**Stated task:**
Leave out the pictures and repeat the data exactly.

**Task data:**

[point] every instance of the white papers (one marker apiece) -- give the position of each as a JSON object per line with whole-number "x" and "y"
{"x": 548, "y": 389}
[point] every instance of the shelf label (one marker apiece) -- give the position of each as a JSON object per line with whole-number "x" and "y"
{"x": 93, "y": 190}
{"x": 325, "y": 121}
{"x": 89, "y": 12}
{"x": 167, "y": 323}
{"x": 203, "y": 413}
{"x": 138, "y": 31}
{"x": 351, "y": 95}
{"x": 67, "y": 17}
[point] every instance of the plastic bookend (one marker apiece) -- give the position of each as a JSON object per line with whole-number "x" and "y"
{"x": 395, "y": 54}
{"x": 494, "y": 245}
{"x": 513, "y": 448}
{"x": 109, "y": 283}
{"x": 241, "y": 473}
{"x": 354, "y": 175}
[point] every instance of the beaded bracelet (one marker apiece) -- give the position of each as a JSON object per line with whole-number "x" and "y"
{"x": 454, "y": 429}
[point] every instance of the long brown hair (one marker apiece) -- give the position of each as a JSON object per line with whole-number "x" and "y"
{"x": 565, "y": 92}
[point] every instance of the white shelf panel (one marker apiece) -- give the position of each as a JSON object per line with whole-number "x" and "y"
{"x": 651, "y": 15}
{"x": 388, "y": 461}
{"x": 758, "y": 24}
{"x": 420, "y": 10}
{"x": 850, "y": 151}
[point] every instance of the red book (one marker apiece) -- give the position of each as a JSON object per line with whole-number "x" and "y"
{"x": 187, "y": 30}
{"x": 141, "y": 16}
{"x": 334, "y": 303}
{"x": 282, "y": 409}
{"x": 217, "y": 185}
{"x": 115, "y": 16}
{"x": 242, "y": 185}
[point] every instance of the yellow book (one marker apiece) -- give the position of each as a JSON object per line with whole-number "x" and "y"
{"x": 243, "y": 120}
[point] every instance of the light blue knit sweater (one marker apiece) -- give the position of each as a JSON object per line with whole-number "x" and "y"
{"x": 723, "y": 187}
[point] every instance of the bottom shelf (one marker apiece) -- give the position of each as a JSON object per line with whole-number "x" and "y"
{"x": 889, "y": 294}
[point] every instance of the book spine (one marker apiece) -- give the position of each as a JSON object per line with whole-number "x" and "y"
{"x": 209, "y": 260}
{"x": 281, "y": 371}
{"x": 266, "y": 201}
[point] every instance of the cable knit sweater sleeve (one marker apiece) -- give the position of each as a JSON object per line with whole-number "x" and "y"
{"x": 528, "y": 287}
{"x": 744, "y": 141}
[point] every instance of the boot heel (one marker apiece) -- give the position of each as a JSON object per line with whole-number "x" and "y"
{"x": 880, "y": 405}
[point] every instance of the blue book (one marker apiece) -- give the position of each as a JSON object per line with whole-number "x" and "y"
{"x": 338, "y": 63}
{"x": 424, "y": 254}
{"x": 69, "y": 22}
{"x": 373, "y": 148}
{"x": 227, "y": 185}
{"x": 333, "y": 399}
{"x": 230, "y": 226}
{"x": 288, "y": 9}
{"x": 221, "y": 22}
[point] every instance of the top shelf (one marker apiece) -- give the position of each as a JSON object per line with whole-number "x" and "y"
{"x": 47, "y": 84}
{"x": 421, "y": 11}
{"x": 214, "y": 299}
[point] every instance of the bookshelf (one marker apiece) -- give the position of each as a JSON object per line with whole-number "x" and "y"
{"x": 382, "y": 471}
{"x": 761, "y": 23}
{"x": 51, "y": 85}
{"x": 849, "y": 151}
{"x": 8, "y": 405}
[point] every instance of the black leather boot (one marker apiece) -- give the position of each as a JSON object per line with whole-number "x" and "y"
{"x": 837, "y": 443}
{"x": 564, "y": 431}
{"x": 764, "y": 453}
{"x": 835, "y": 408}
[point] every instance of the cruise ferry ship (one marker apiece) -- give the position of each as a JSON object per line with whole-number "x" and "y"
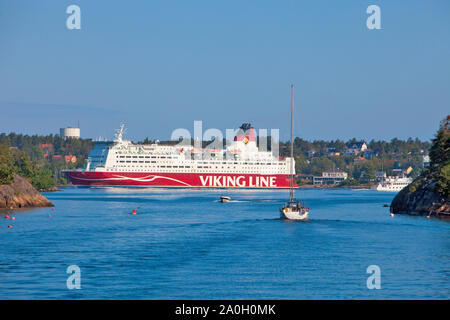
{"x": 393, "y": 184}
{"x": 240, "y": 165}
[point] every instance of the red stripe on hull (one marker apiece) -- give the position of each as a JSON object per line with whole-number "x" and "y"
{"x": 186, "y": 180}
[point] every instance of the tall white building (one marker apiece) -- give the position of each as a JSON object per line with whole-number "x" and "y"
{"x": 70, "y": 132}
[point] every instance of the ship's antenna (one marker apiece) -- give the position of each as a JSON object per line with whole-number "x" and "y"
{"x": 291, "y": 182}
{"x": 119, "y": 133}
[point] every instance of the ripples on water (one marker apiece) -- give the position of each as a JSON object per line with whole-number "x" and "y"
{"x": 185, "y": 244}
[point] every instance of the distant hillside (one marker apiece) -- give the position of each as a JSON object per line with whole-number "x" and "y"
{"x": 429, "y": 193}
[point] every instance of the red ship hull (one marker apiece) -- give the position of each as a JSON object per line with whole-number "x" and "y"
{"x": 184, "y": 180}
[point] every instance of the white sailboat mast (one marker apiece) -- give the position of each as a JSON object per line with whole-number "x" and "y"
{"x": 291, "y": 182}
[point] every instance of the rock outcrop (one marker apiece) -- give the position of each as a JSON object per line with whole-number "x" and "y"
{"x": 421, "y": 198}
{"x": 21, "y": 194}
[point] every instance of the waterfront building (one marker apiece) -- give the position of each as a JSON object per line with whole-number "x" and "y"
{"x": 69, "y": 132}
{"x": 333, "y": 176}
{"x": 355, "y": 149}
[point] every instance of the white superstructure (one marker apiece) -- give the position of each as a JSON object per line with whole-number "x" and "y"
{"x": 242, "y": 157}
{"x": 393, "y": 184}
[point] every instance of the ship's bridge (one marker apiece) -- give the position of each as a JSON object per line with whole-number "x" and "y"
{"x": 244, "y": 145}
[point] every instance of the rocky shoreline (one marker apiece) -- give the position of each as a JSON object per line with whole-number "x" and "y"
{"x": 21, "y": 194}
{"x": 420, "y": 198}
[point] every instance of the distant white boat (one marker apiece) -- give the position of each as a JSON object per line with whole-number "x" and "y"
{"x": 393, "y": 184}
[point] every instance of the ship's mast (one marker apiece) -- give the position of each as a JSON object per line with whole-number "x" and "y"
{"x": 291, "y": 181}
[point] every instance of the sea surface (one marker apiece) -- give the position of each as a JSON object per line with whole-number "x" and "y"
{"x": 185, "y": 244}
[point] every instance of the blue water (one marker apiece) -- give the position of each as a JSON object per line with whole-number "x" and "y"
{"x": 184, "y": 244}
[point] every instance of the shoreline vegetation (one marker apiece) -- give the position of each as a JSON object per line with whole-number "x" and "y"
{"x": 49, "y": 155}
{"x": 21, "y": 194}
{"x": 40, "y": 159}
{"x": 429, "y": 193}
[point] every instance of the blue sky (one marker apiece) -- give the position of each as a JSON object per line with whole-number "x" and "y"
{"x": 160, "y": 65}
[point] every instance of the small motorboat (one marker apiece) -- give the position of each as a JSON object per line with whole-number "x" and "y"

**Task answer:**
[point] every instance of the white papers (one marker apiece) -- give the position of each as a JSON object per line with whole-number "x" and "y"
{"x": 548, "y": 389}
[point] every instance of the shelf label (one marker apiece) -- give the position of each as a JSON object per line with whole-number "x" and "y"
{"x": 93, "y": 190}
{"x": 325, "y": 121}
{"x": 89, "y": 12}
{"x": 167, "y": 323}
{"x": 203, "y": 413}
{"x": 138, "y": 31}
{"x": 351, "y": 95}
{"x": 67, "y": 17}
[point] every instance of the plastic bookend (one marker apiece) -- give the position of each as a JSON object per line with whole-number "x" and "y"
{"x": 395, "y": 54}
{"x": 494, "y": 245}
{"x": 513, "y": 448}
{"x": 109, "y": 283}
{"x": 241, "y": 473}
{"x": 354, "y": 175}
[point] every instance of the beaded bracelet (one marker apiece) -- give the position of each as a JSON object per line with whole-number "x" and "y"
{"x": 454, "y": 429}
[point] every instance of the long brown hair (one marker apiece) -- give the position of each as a JSON object per line with whole-number "x" and "y"
{"x": 565, "y": 92}
[point] every instance of the white shelf panel (one marker apiece) -- give the position of each as a JSON object per line with whole-number "x" and "y"
{"x": 651, "y": 15}
{"x": 388, "y": 461}
{"x": 758, "y": 24}
{"x": 420, "y": 10}
{"x": 850, "y": 151}
[point] every instance of the red book (one marker apiece) -- give the position of each as a JSON object per line with whole-number "x" and "y"
{"x": 187, "y": 30}
{"x": 141, "y": 16}
{"x": 334, "y": 303}
{"x": 282, "y": 409}
{"x": 217, "y": 185}
{"x": 115, "y": 16}
{"x": 242, "y": 185}
[point] every instance of the yellow book (one marker apiece) -- give the position of each as a JSON object per line with whole-number "x" and "y"
{"x": 243, "y": 120}
[point] every instance of the light blue knit sweater (one marker apiece) -- give the position of each as a JSON object per line with whole-number "x" and "y"
{"x": 723, "y": 187}
[point] every instance of the bottom shelf (one marker apiece) -- give the position of each as a JSON object per line with whole-number "x" and "y"
{"x": 889, "y": 294}
[point] every instance of the book spine (one marker apiece) -- give the position of each as a JSON object per line with whole-number "x" and "y"
{"x": 209, "y": 260}
{"x": 281, "y": 371}
{"x": 266, "y": 201}
[point] every instance of the cable knit sweater sleeve (one marker apiece) -- give the position of each as a JSON object per line with whole-number "x" and "y"
{"x": 528, "y": 287}
{"x": 744, "y": 141}
[point] every instance of the boot heel (one marker apiece) -- give the position of each as a JSON object per line with whole-number "x" and "y"
{"x": 880, "y": 405}
[point] every instance of the blue book (one marker apiece) -- give the position of each as a JSON object per line with whole-number "x" and "y"
{"x": 338, "y": 63}
{"x": 424, "y": 254}
{"x": 69, "y": 22}
{"x": 373, "y": 148}
{"x": 227, "y": 185}
{"x": 333, "y": 399}
{"x": 230, "y": 226}
{"x": 288, "y": 9}
{"x": 221, "y": 22}
[point] every instance of the top shelf (one marker apiece) -- give the position of each as a JSON object per line with whole-number "x" and "y"
{"x": 47, "y": 84}
{"x": 421, "y": 11}
{"x": 214, "y": 299}
[point] every instance of the bookshelf (one marker apiece) -- give the position of each as a JSON object per line with whole-number "x" and "y"
{"x": 382, "y": 471}
{"x": 761, "y": 23}
{"x": 51, "y": 85}
{"x": 849, "y": 151}
{"x": 8, "y": 405}
[point] every instance of the black leather boot (one marker apiece) -- give the position of each as a JSON object per line with whole-number "x" and "y"
{"x": 837, "y": 443}
{"x": 564, "y": 431}
{"x": 764, "y": 453}
{"x": 835, "y": 408}
[point] every instance of the cruise ferry ship (one marker apiece) -- give the position of each as a JSON object per line with whole-number "x" and "y"
{"x": 393, "y": 184}
{"x": 240, "y": 165}
[point] every instance of the red stripe on hull (one marker apiece) -- give the position of each as a JSON object per line with whole-number "x" and "y"
{"x": 186, "y": 180}
[point] every instance of the tall white building (one marker apiece) -- give the position of each as a JSON object per line with whole-number "x" and "y"
{"x": 70, "y": 132}
[point] every instance of the ship's antenna (one marker apiece) -- give the position of each as a JSON object per line with whole-number "x" and "y"
{"x": 291, "y": 182}
{"x": 119, "y": 133}
[point] every instance of the ripples on water (one marker apiece) -- give the position of each as a JSON object per line with whole-number "x" and "y"
{"x": 185, "y": 244}
[point] every instance of the distant hillside (one marker apiece) -- give the position of each as a JSON object per line with whole-number "x" and "y"
{"x": 429, "y": 193}
[point] every instance of the red ship hull (one marker apiece) -- give the position of each as a JSON object per line with whole-number "x" and "y"
{"x": 184, "y": 180}
[point] every instance of the white sailboat mast (one marker apiece) -- give the position of each as a JSON object per line with whole-number "x" and "y"
{"x": 291, "y": 182}
[point] every instance of the rock outcrop (one marker apiece) -- give the position of each as a JSON object per line with whole-number "x" and "y"
{"x": 421, "y": 198}
{"x": 21, "y": 194}
[point] every instance of the waterfront building (one marker apiece) -- give the position of each as a JSON object per line with whole-number "x" and "y"
{"x": 69, "y": 132}
{"x": 333, "y": 176}
{"x": 355, "y": 149}
[point] every instance of the white superstructure (one marker apiece) -- give the position of each as a JSON object per line with whole-number "x" and "y"
{"x": 242, "y": 157}
{"x": 393, "y": 184}
[point] every instance of the ship's bridge (one marker apiece) -- give the position of each as a JSON object per line with whole-number "x" and "y"
{"x": 244, "y": 145}
[point] every instance of the rocky shoreline (one marker apiece) -- give the position of each as a JSON object per line with whole-number "x" and "y"
{"x": 21, "y": 194}
{"x": 420, "y": 198}
[point] every instance of the distant white boat (one marker apiece) -- give the position of each as a JSON object per line with whole-number "x" and "y"
{"x": 393, "y": 184}
[point] every instance of the ship's mast (one marker apiece) -- give the position of each as a JSON object per line with whole-number "x" and "y"
{"x": 291, "y": 181}
[point] every instance of the sea surface (one marker apiece) -- give the position of each as a JSON object per line with whole-number "x" and "y"
{"x": 185, "y": 244}
[point] every instance of the blue water (one marker apiece) -- give the position of each as a JSON object per line with whole-number "x" and "y"
{"x": 184, "y": 244}
[point] every instance of the shoreline vegetation (one marker apiece) -- give the position of each as a JSON object per line with whole-number "x" and "y"
{"x": 49, "y": 155}
{"x": 21, "y": 194}
{"x": 40, "y": 159}
{"x": 429, "y": 193}
[point] every instance of the blue sky (one marker apiece) -- give the position of each as a JSON object per line with whole-number "x" and "y"
{"x": 160, "y": 65}
[point] every instance of the small motorboat (one marker apiece) -- give the position of each as a JSON object per line with whole-number "x" and "y"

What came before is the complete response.